Task material below:

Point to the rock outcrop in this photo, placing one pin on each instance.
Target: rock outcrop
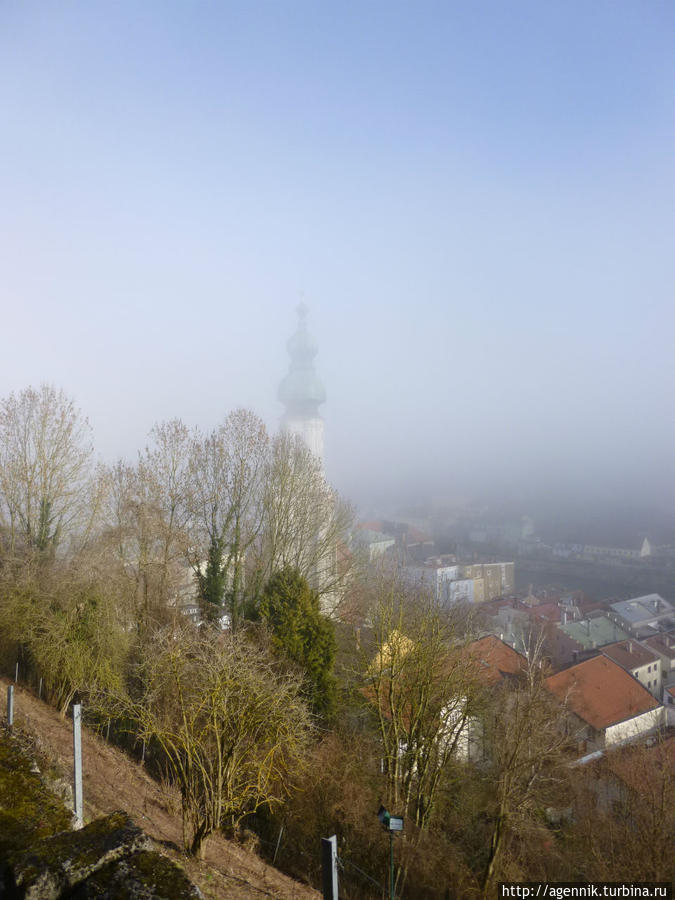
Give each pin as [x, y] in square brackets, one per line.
[110, 858]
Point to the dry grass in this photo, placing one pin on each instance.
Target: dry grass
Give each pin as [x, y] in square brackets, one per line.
[113, 781]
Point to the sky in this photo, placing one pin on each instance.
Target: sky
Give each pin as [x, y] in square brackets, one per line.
[476, 202]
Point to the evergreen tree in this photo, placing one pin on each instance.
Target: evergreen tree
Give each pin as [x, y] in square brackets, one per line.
[212, 580]
[291, 609]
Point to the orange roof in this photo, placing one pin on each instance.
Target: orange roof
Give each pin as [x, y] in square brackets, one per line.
[600, 692]
[496, 659]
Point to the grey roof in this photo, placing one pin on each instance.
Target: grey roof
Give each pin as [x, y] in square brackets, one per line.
[643, 609]
[595, 632]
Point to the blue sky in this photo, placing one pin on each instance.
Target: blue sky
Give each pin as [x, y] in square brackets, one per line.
[476, 201]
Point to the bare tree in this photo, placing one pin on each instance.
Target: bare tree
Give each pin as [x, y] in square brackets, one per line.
[424, 689]
[227, 476]
[229, 727]
[45, 470]
[527, 761]
[147, 518]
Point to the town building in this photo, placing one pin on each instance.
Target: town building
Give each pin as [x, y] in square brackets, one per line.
[605, 705]
[644, 616]
[640, 662]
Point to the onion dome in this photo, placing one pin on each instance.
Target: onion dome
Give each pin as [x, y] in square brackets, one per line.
[301, 391]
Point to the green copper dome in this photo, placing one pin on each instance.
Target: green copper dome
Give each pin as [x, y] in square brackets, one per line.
[301, 391]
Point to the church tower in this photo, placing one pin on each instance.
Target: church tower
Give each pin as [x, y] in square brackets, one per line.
[301, 391]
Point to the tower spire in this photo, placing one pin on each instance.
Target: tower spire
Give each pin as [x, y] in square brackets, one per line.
[301, 391]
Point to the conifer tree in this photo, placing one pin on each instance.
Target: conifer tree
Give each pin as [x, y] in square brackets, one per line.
[299, 632]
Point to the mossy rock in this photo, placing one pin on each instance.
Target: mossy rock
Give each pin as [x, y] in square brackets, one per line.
[55, 864]
[143, 876]
[109, 858]
[28, 809]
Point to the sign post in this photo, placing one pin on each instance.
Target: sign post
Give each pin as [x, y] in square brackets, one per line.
[329, 867]
[10, 705]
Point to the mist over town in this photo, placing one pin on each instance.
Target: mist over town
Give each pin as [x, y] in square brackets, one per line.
[337, 495]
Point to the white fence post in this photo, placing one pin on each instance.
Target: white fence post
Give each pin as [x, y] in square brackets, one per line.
[77, 765]
[329, 867]
[10, 705]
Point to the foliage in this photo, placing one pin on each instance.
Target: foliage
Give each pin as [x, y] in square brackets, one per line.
[212, 581]
[45, 458]
[67, 629]
[423, 690]
[291, 609]
[527, 767]
[229, 727]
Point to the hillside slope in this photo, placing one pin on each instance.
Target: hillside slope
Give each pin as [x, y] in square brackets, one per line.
[112, 781]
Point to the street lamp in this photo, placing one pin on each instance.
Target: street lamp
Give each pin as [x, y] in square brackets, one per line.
[392, 824]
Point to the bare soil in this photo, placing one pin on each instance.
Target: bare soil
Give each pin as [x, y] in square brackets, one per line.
[112, 781]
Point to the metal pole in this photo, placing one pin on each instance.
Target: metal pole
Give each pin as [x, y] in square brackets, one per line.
[77, 765]
[391, 865]
[276, 849]
[10, 705]
[329, 867]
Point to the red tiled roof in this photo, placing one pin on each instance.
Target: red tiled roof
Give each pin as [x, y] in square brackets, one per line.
[496, 659]
[600, 692]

End of Task material.

(What this task involves)
Retype every entry exactly, but keep the pictures out of your copy.

(Result)
Point to the rock outcrop in this photo, placing one pin on each instance.
Target: rock outcrop
Give each pin as [x, y] in square brackets, one per line.
[110, 858]
Point to the dry grass in this photo, placing one pin on each instance.
Target: dry grass
Give each pin as [x, y] in square brackets, one per line.
[113, 781]
Point to the sky in this photo, placing one pin on each instance.
Target: sky
Give each pin as [x, y] in square brackets, one per line.
[476, 202]
Point to the evergreen tree in this photo, placing one pin on each instance.
Target: evergreen tree
Give each pin as [x, y] in square brackets, one per line.
[212, 580]
[291, 609]
Point to the orange roof in this photo, placing one pin on each instance.
Target: orange roof
Give each pin as [x, y] in square brackets, one per line.
[600, 692]
[496, 659]
Point to the grey roof in this photo, placing one pin on each instance.
Target: grey roof
Give each pin as [x, y] in square brackets, one per line.
[643, 609]
[595, 632]
Point to the blue sky in this photo, placing one pin on each instance.
Target: blue sky
Give each pin as [x, y] in square brackets, one per line.
[476, 201]
Point to the bare tree in this photo, placing one pin on each instance.
Target: bare tree
Give each pin as [x, y] in square brackets, one per line.
[424, 689]
[227, 476]
[229, 727]
[45, 470]
[527, 761]
[147, 518]
Point to the town building in this photo, placing one pin on each instance.
Target: town building
Give each pin as [x, y] in square brackets, one per line.
[605, 705]
[644, 616]
[640, 662]
Point to the onion dome in this photo, placing one pin on each instance.
Target: onion dome
Give each pin as [x, y] in square brackets, one per line.
[301, 391]
Point to the green copper dome in this photo, placing one pin on each instance.
Target: green copper dome
Give each pin as [x, y] in square brackets, one per line.
[301, 391]
Point to the church tower in this photo, placing one pin on each instance.
Target: church tower
Give each pin as [x, y] in square brackets, one per line.
[301, 391]
Point to the tower spire in this photo, placing one pin on each instance.
Target: tower spire
Give each pin as [x, y] in square brackets, one per line.
[301, 391]
Point to the conifer tree in this photo, placing one pin on each instance.
Target: conifer tree
Give each pin as [x, y] in square brackets, one per line.
[299, 632]
Point to the mossy rock in this photo, placing one pin on each instance.
Target: mossy rock
Give each pin as [x, y] in square brackets, one per line.
[55, 864]
[143, 876]
[109, 858]
[28, 809]
Point to the sign post in this photo, placing one pin on each instance.
Target: sign post
Give each pin as [x, y] in square brackets, one per line.
[329, 867]
[10, 705]
Point to the mist over town in this photo, placing one pin on each instance.
Target: mist over town
Give each pin as [x, y] in square brackets, one per line.
[337, 495]
Point to the white fence post in this photo, placing one pin on each instance.
Target: white fence post
Give each pin as [x, y] in square brackets, one per line.
[77, 765]
[329, 867]
[10, 705]
Point to the foliage in this photo, placing one pin on each instance.
Target: foliage
Give each pin as [x, y] in square brackets, one per line.
[212, 581]
[45, 458]
[67, 629]
[423, 690]
[291, 609]
[527, 767]
[229, 727]
Point to the hillside slope in this photo, placing one pin on each instance.
Target: hillside slope
Give each pin as [x, y] in square brackets, one per line.
[112, 781]
Point to the street lamp in this photo, placing one pin on each instance.
Target: street lamp
Give each pin as [x, y] in square brackets, one per line.
[392, 824]
Point to the bare soil in this photo, placing one pin on each instance.
Target: bare soil
Give each pin as [x, y] in square brackets, one per line.
[112, 781]
Point to the metal pole in this photo, placing one pin on each instance.
Target: metal pole
Give each pin as [x, y] in square brackets, one per line.
[77, 765]
[391, 865]
[276, 849]
[10, 705]
[329, 867]
Point to the red tiled roof in this photo, placing one pin on each instance.
Target: red tiled roof
Give each pin as [x, y] in square brackets, one per line.
[496, 659]
[600, 692]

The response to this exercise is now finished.